- _Supplied material_:

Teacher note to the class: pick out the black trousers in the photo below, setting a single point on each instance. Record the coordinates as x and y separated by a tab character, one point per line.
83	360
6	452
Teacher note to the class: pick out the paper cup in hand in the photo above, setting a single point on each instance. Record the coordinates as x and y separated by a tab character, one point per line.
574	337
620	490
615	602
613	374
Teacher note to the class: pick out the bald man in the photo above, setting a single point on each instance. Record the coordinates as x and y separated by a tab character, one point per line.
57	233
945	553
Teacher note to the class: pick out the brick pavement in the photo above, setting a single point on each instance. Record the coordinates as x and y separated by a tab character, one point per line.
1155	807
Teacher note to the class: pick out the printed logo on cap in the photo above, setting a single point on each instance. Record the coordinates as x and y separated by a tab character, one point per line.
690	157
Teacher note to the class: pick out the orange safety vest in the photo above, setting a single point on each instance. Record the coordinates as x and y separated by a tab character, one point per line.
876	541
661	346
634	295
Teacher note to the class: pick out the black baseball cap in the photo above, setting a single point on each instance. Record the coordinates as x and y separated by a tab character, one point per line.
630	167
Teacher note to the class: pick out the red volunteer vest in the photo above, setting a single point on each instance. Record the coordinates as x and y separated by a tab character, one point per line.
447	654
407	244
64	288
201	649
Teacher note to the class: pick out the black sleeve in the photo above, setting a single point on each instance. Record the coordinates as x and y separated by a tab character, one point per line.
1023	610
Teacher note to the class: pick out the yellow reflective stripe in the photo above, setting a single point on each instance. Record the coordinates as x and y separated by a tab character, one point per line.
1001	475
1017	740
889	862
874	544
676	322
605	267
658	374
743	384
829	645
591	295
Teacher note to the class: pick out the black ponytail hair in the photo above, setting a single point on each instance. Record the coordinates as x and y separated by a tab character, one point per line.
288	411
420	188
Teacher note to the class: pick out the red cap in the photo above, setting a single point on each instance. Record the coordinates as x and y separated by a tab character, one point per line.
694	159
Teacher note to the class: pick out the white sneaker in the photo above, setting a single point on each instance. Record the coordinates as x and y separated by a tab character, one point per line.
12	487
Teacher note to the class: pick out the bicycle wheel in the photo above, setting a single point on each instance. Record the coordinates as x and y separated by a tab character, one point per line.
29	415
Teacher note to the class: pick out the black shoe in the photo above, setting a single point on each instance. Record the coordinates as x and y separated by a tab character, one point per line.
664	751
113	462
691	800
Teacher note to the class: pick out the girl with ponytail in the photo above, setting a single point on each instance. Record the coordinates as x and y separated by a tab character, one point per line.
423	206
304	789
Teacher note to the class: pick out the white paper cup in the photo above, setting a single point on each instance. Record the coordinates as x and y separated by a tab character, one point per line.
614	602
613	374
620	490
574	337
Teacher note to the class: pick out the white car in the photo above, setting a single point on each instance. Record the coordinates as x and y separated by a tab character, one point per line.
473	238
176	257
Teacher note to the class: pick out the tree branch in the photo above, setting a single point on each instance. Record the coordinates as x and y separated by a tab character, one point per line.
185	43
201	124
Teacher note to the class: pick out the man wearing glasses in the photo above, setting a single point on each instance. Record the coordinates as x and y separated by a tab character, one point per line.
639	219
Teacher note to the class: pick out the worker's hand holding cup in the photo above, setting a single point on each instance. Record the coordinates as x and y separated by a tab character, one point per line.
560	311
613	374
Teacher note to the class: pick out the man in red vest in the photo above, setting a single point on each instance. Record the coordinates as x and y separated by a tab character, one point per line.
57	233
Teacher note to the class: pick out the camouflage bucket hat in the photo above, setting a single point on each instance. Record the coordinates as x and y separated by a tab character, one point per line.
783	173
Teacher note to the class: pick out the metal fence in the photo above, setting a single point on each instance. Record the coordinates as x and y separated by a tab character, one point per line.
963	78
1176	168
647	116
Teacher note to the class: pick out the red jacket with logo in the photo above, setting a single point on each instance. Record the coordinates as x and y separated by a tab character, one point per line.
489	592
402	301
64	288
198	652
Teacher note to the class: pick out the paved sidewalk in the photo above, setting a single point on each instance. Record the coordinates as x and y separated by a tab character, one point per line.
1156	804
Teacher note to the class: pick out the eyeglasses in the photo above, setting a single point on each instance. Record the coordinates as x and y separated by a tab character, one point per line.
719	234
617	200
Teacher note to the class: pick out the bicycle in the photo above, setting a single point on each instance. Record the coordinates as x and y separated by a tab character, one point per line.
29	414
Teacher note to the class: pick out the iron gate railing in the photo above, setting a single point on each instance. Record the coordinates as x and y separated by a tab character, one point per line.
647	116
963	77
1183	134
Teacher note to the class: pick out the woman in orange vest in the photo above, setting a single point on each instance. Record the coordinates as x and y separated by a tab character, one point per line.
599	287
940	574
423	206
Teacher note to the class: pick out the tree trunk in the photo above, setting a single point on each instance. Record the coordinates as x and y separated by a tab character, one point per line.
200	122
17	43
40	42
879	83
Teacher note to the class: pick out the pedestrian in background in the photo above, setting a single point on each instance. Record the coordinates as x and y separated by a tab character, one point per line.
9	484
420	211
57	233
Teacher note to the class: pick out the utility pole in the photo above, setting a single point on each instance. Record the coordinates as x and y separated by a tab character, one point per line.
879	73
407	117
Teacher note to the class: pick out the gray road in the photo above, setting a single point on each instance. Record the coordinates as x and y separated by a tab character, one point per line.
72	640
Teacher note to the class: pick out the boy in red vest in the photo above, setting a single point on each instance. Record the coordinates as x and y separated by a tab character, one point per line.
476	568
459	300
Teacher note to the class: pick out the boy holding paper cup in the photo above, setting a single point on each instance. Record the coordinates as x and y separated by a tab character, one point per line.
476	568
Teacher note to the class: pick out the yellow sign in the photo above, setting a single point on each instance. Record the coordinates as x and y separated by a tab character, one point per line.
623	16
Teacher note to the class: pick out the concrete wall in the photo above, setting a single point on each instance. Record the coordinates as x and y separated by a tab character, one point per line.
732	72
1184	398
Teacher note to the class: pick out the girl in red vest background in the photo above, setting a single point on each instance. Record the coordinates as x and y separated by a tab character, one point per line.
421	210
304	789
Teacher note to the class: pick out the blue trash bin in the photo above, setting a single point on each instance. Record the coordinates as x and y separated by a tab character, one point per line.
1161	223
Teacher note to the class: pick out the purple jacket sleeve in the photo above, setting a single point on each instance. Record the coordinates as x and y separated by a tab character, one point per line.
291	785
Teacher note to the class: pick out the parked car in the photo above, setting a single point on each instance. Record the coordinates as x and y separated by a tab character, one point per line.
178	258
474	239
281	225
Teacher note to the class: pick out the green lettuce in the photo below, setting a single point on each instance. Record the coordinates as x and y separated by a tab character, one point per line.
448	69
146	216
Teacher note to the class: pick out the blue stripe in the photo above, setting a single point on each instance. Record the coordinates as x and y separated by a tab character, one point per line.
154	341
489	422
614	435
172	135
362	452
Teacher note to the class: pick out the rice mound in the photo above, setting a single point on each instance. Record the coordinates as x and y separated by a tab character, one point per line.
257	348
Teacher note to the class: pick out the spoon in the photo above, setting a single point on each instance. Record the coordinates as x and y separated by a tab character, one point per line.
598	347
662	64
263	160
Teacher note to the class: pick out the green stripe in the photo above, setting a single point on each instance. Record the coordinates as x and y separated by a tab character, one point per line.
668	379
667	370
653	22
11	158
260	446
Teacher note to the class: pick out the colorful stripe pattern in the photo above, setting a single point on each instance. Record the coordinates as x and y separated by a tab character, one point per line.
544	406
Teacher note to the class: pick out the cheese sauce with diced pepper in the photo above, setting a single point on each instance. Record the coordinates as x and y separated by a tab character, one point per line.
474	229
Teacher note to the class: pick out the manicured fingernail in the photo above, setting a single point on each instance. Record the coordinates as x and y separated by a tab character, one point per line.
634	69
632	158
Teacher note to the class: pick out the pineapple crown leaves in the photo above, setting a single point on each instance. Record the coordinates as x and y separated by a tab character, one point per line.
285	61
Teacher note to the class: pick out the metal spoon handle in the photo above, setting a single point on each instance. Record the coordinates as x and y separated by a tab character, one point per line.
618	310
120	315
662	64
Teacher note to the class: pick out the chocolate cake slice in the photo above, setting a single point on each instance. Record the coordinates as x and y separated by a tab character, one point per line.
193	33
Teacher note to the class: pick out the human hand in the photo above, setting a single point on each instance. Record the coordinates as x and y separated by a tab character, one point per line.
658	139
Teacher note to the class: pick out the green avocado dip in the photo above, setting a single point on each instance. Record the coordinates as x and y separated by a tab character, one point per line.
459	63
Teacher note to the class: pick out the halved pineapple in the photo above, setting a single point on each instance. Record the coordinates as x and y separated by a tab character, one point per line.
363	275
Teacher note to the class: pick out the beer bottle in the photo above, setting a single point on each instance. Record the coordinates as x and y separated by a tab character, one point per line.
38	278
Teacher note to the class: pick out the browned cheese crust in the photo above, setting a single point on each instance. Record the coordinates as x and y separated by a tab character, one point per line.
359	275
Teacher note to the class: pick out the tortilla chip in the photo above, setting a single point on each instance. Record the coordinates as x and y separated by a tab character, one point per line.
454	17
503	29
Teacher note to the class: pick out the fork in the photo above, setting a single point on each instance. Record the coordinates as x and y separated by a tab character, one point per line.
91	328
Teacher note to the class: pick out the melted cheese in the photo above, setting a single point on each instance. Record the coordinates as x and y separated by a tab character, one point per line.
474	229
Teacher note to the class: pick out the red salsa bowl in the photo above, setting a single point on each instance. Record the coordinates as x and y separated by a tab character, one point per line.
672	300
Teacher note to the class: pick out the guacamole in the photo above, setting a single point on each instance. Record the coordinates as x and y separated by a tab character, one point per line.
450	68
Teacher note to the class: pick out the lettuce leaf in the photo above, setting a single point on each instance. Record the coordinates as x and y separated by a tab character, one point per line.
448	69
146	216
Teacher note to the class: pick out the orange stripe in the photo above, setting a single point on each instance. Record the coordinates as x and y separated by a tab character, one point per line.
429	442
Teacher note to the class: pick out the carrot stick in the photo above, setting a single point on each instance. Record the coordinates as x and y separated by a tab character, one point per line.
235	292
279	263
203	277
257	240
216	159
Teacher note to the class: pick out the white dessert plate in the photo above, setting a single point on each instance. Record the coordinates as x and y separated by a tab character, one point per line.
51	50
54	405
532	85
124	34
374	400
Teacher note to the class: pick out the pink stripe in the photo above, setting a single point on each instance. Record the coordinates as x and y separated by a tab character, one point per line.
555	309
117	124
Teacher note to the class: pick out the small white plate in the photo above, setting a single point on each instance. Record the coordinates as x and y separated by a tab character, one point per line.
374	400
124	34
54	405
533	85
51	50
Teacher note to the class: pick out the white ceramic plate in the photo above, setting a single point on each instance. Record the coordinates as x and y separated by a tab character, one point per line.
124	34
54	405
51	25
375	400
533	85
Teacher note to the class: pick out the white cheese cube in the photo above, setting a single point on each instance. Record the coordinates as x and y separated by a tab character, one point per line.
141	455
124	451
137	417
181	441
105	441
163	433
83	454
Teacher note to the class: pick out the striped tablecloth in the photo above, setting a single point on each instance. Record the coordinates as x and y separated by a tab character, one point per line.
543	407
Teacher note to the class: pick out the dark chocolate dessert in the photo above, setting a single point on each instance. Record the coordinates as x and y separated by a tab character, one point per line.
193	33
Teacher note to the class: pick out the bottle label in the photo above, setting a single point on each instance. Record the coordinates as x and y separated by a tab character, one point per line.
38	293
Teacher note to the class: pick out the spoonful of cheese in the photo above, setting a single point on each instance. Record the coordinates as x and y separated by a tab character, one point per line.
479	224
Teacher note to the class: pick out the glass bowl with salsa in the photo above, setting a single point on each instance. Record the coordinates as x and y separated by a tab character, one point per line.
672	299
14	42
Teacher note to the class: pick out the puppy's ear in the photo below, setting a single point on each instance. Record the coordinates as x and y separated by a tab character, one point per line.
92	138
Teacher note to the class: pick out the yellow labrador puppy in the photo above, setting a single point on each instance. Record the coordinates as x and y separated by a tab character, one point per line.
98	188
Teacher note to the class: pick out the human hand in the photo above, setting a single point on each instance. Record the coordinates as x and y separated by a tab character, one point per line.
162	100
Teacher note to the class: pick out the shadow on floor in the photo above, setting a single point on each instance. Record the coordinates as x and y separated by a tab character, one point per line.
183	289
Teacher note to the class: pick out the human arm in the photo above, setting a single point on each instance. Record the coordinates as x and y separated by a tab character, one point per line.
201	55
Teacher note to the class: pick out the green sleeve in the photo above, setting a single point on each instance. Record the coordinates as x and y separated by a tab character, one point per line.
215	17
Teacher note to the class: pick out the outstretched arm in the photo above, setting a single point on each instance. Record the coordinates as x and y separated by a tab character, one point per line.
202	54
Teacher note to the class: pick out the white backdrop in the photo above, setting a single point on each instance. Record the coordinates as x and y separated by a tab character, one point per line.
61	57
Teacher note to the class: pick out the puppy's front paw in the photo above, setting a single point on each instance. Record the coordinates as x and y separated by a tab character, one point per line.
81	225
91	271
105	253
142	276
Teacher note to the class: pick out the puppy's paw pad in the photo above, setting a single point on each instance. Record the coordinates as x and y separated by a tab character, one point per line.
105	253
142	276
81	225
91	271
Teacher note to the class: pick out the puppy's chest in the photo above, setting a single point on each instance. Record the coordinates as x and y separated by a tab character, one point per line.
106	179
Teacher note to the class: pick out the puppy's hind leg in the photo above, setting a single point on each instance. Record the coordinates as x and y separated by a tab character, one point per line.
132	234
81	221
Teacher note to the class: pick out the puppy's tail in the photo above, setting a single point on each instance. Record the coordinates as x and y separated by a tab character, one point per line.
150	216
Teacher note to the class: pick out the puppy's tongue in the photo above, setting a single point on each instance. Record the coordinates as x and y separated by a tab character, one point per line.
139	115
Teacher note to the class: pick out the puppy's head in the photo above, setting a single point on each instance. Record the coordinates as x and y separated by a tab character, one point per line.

- _Description of the task_: Look above for the line containing "Teacher note to the class: pick out the puppy's tongue". From there to the final line of the entries, repeat every line exactly.

- _Output for this task_:
Teacher note to the class: pick out the puppy's tongue in the photo above, setting a single point on each instance. Record the coordinates as x and y separated by a tab character, one point per line.
139	115
Teacher note to the class: pick out the puppy's head in the photo above, setting a single point on each instance. Record the coordinates as x and y separated by a tab character, one point per line.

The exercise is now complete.